• [What is needed] Reproduce the following records word for word, beginning at the line that contains "Identify the engine intake;" and stopping after the line that contains "left=170, top=42, right=176, bottom=49". Copy only those lines.

__________________________________________________

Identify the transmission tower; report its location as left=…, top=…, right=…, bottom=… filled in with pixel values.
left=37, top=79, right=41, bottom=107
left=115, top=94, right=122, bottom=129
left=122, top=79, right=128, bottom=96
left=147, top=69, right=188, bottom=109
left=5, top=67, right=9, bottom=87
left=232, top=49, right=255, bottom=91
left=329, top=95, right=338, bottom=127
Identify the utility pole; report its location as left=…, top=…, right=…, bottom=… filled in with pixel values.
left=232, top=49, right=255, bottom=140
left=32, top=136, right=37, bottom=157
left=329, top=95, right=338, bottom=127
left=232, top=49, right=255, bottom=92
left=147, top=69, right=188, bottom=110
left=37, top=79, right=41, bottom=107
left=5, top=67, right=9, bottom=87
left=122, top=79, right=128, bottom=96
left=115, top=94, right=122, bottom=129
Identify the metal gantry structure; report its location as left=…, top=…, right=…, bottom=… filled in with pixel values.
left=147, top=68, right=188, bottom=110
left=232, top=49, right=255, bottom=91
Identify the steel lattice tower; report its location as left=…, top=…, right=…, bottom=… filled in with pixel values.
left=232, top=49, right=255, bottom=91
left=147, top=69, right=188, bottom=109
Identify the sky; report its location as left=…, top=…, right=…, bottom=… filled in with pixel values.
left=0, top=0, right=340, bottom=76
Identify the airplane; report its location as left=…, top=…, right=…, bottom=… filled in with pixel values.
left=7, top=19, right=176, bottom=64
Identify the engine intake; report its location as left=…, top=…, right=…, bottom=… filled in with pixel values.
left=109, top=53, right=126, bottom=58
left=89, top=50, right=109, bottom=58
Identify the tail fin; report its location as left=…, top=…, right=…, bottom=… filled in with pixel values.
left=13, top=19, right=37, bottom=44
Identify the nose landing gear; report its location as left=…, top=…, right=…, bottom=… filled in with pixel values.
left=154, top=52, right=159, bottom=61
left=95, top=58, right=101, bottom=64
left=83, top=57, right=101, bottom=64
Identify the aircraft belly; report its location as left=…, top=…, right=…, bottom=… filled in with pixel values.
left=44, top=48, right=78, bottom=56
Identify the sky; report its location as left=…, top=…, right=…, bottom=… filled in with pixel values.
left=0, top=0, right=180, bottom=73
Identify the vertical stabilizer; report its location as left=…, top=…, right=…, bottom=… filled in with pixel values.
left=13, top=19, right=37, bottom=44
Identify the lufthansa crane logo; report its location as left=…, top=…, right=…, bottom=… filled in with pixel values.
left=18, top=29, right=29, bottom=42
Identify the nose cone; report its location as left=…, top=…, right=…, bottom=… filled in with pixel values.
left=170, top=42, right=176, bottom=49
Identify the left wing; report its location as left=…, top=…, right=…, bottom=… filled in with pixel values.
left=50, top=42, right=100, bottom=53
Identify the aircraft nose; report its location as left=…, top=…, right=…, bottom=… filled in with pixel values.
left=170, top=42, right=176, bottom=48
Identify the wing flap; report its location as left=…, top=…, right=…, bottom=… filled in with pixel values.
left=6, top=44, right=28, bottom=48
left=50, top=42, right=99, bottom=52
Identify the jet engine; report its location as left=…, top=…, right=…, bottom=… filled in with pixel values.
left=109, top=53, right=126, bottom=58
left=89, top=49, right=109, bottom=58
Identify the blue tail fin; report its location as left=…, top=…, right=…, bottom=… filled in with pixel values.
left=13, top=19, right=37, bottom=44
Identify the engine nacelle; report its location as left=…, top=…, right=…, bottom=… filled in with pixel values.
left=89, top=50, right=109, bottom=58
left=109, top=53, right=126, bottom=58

__________________________________________________

• [Answer to the problem]
Identify the engine intake; report its location as left=…, top=…, right=…, bottom=… filled in with pixel values.
left=109, top=53, right=126, bottom=58
left=89, top=50, right=109, bottom=58
Identify the tail fin; report its location as left=…, top=…, right=…, bottom=… filled in with pixel values.
left=13, top=19, right=37, bottom=44
Identify the nose landing gear; report its location as left=…, top=…, right=…, bottom=… filled in with pixel values.
left=154, top=52, right=159, bottom=61
left=95, top=58, right=101, bottom=64
left=83, top=57, right=101, bottom=64
Identify the aircraft belly; report its location as left=…, top=…, right=…, bottom=… filled in with pixel values.
left=44, top=48, right=78, bottom=56
Identify the sky; report its location as left=…, top=…, right=…, bottom=… filled in with pixel values.
left=0, top=0, right=180, bottom=73
Identify the vertical stabilizer; report its location as left=…, top=…, right=…, bottom=… filled in with pixel values.
left=13, top=19, right=37, bottom=44
Identify the lufthansa crane logo; report its location as left=…, top=…, right=…, bottom=… filled in with pixel values.
left=18, top=29, right=29, bottom=42
Identify the nose cone; report its location as left=…, top=…, right=…, bottom=… filled in with pixel values.
left=170, top=42, right=176, bottom=49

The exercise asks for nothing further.